▸ Directions: Print the records below exactly, leaving out nothing.
--------
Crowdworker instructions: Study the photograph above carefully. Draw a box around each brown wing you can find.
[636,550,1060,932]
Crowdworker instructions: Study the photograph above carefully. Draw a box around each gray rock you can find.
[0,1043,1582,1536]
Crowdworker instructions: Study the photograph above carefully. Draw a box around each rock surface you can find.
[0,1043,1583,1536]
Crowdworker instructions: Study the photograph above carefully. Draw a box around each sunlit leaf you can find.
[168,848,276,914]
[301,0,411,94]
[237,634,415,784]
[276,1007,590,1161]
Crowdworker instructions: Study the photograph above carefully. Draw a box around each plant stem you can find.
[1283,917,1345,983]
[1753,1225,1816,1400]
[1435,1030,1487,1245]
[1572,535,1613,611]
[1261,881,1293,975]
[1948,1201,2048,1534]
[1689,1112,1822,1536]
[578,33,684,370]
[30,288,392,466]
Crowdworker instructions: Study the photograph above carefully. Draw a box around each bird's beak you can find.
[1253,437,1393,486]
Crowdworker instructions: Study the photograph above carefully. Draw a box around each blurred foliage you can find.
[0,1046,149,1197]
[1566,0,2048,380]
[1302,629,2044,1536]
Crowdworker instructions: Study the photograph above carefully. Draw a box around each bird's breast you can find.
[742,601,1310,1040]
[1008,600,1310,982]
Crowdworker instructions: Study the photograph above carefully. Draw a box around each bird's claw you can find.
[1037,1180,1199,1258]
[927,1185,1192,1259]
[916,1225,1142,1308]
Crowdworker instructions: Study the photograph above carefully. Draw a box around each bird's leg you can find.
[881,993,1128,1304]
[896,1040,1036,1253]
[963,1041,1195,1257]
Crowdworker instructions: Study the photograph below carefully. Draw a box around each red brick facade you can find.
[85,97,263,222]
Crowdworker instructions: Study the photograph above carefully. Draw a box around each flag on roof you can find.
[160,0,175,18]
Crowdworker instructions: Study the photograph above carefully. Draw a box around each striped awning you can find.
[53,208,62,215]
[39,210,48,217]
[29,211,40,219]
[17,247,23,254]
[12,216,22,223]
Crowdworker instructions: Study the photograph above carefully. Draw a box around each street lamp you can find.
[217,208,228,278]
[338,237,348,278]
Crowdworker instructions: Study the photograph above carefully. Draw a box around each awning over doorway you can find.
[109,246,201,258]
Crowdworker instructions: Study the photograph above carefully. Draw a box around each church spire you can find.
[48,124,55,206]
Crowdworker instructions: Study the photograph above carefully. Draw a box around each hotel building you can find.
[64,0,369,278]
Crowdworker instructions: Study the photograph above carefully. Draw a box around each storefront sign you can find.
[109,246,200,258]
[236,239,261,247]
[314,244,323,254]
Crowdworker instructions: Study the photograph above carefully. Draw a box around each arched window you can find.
--------
▸ Your solution:
Crowdworker instructions: Study the photograph above carefully. Draw a box around each brown wing you can find.
[636,550,1060,932]
Crowdworker instructions: Study the photograph above carefully. Draw a box around each gray rock you can find.
[0,1043,1582,1536]
Crowdworker instructions: Study the photograph above carefully. Draw a box around each rock surface you can find.
[0,1043,1583,1536]
Crowdworker instructions: Study the photograph above carefully. Draw a box around each sunlit leaf you can find.
[168,848,276,914]
[301,0,411,94]
[237,634,415,784]
[276,1007,590,1161]
Crowdworker instructions: Study the photograph above carefully. Draw a box around each plant stem you can find.
[1283,917,1345,983]
[1753,1225,1816,1400]
[1435,1030,1487,1245]
[1572,535,1613,611]
[1261,881,1293,975]
[1948,1201,2048,1534]
[1689,1112,1822,1536]
[578,33,684,370]
[30,288,392,466]
Crowdworker instructions: Study the photograph above carefully. Draw a box around each bird's beak you can find.
[1253,437,1393,486]
Crowdworker instructions: Study the photograph above carefully. Draw a box around each blurred foliage you can find.
[0,1046,149,1197]
[1566,0,2048,380]
[1302,629,2044,1536]
Crowdworker instructions: Study the photograph above carefully. Draw a box around each bird's breast you can find.
[742,601,1310,1040]
[1008,600,1310,982]
Crowdworker instructions: Study the photograph above carefully. Draw a box around each bird's claw you can find.
[1037,1180,1199,1258]
[927,1185,1192,1259]
[916,1225,1142,1308]
Crowdworker instructions: Study the photograph above carefully. Draw a box around each bird's leg you can find.
[881,993,1128,1304]
[896,1040,1036,1253]
[963,1041,1195,1257]
Crowdworker instructions: Study the photograph below carefully. Draw a box around each red brick facade you can find.
[85,97,263,222]
Crowdworker instructions: Study the photograph above carefully. Draw a box around each flag on roof you can find.
[160,0,175,18]
Crowdworker instructions: Study the photograph above carefully. Draw a box around each striped awning you can find.
[53,208,62,215]
[39,210,48,217]
[29,211,40,219]
[17,247,23,254]
[12,216,22,223]
Crowdworker instructions: Study the photograph above carefully. Draw a box around each street lamp you can find.
[217,208,228,278]
[338,237,348,278]
Crowdworker instructions: Study the photograph above carefully. Draw a box around each awning over doorway you can find.
[109,246,201,258]
Crowdworker instructions: Study the photograph above carefully. Draw a box around each church spire you can find.
[48,124,55,206]
Crowdworker instructions: Study the photograph above carefully. Draw a box around each hotel building you can find.
[64,0,369,278]
Crowdworker instructions: Study the photograph above carefully. Draw a box around each storefront sign you can find.
[109,246,200,258]
[236,239,261,247]
[314,244,323,254]
Crowdworker instructions: Study the photograph above carefully. Draw a box around each arched window you can find.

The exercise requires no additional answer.